* **Task directions**:
Return each line of the material below that contains the string "sculpture", copied in full. Treat the match as case-sensitive.
-- BEGIN --
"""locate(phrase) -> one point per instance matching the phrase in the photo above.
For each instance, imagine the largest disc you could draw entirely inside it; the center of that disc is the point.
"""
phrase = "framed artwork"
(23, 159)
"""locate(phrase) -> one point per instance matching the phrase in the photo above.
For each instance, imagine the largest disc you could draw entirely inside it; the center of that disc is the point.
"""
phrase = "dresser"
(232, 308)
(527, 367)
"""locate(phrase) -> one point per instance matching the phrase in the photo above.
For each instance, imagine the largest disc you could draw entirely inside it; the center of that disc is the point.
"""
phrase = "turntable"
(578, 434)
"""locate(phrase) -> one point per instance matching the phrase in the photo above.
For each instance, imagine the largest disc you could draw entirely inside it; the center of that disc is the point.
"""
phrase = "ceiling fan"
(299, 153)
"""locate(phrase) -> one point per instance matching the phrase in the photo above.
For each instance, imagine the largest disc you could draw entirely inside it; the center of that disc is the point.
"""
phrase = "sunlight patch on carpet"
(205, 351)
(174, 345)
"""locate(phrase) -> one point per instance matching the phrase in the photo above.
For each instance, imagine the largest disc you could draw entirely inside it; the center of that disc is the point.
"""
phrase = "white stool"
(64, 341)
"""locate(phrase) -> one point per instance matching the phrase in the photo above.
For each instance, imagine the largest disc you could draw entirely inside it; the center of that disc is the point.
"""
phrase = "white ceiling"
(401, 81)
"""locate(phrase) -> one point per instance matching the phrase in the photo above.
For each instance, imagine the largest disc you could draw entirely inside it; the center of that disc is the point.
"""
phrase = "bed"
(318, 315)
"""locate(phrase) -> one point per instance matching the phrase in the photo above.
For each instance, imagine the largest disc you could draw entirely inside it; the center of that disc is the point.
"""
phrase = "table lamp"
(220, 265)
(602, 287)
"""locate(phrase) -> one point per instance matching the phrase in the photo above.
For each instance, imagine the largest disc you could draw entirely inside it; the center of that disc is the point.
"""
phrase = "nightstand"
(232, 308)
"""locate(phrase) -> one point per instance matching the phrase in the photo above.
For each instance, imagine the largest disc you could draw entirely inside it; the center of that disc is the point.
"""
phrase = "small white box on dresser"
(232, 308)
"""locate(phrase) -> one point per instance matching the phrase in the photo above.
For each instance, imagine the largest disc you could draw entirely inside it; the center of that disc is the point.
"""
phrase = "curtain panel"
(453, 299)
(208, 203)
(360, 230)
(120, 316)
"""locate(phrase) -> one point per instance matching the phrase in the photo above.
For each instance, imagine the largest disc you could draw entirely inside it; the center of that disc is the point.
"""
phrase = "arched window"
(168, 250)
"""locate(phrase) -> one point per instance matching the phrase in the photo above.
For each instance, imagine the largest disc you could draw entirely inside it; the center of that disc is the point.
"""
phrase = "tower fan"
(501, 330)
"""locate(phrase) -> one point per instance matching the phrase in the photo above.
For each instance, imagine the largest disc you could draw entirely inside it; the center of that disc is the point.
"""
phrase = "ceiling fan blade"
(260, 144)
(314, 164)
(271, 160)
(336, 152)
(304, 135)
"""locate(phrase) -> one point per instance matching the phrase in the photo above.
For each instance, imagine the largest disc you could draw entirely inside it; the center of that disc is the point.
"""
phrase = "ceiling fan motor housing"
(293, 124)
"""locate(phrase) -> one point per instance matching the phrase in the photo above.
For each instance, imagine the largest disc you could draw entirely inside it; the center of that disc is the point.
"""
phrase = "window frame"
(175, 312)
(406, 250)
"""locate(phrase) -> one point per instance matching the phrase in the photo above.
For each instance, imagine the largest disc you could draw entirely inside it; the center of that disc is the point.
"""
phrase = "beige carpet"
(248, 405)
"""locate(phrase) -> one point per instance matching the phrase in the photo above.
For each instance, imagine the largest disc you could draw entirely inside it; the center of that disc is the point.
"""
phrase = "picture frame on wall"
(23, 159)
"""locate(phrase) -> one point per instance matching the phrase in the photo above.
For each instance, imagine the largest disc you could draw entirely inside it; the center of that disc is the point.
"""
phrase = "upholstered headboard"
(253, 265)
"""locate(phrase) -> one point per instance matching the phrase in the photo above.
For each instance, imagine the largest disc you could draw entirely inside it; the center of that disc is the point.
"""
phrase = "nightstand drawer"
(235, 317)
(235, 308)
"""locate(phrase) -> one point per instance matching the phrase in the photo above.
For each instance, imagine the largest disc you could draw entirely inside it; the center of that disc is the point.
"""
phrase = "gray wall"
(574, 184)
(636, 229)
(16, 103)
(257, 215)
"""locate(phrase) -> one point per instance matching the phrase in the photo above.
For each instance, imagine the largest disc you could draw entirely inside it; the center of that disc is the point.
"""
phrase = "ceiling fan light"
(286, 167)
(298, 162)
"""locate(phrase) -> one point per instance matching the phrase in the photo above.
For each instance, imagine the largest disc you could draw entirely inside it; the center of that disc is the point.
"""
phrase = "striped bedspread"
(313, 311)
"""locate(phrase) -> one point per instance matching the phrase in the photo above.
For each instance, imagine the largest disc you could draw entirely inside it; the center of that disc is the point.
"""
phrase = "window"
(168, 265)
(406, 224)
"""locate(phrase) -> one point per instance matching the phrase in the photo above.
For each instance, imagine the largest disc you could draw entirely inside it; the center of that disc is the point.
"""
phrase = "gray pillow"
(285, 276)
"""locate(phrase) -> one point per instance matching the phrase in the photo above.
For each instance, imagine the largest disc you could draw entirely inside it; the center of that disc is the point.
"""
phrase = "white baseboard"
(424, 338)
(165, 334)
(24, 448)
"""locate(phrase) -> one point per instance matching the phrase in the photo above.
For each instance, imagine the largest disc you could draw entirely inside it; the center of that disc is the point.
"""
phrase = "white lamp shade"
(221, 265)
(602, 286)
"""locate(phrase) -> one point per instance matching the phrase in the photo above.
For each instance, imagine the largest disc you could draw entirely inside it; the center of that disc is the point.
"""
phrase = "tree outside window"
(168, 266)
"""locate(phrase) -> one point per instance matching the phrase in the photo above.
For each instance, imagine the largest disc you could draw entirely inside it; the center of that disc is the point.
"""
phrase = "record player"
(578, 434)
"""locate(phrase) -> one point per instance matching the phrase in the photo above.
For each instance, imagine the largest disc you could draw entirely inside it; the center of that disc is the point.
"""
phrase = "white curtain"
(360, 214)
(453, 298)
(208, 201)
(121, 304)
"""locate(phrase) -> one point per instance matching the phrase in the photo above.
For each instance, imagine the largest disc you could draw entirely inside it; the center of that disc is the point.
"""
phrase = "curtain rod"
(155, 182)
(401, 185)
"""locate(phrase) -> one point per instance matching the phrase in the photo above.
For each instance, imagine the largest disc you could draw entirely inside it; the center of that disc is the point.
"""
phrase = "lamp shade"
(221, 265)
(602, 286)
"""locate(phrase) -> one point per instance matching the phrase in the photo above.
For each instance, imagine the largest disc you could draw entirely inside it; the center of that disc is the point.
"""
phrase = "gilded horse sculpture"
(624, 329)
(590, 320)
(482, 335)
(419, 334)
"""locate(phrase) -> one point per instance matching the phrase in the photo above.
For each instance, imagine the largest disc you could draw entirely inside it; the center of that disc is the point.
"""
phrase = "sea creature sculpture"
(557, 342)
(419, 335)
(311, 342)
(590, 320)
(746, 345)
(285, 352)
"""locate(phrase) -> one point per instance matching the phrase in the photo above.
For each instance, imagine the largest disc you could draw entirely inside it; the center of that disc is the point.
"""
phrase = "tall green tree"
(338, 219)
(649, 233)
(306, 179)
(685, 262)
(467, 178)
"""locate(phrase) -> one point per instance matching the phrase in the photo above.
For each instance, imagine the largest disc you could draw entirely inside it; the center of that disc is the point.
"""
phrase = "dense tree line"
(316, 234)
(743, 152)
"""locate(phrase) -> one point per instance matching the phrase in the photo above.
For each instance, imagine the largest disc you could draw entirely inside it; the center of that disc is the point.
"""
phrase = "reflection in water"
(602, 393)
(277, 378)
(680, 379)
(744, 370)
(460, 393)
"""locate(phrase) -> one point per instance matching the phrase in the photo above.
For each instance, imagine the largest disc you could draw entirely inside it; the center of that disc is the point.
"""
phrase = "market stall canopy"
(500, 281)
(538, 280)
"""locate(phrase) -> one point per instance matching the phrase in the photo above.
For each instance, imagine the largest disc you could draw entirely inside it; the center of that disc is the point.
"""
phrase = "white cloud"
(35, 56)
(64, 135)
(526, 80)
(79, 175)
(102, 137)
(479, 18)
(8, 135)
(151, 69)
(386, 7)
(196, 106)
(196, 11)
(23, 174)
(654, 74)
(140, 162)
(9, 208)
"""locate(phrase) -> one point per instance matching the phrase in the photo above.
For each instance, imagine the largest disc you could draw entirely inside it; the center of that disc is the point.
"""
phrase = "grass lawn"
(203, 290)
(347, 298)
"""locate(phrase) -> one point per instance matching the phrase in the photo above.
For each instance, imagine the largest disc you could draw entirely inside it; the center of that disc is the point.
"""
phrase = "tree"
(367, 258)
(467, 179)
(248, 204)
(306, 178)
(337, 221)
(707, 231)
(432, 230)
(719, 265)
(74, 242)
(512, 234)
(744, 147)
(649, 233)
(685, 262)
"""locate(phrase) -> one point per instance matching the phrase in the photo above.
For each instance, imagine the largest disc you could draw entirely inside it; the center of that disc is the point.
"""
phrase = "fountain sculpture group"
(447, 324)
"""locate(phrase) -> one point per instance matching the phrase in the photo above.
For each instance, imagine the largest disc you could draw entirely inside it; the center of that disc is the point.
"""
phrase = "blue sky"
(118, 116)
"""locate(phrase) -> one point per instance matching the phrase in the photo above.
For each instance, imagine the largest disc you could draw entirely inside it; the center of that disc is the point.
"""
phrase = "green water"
-- END --
* **Correct response**:
phrase = "gilded horse sculpture"
phrase = "sea creature sculpture"
phrase = "fountain sculpture group"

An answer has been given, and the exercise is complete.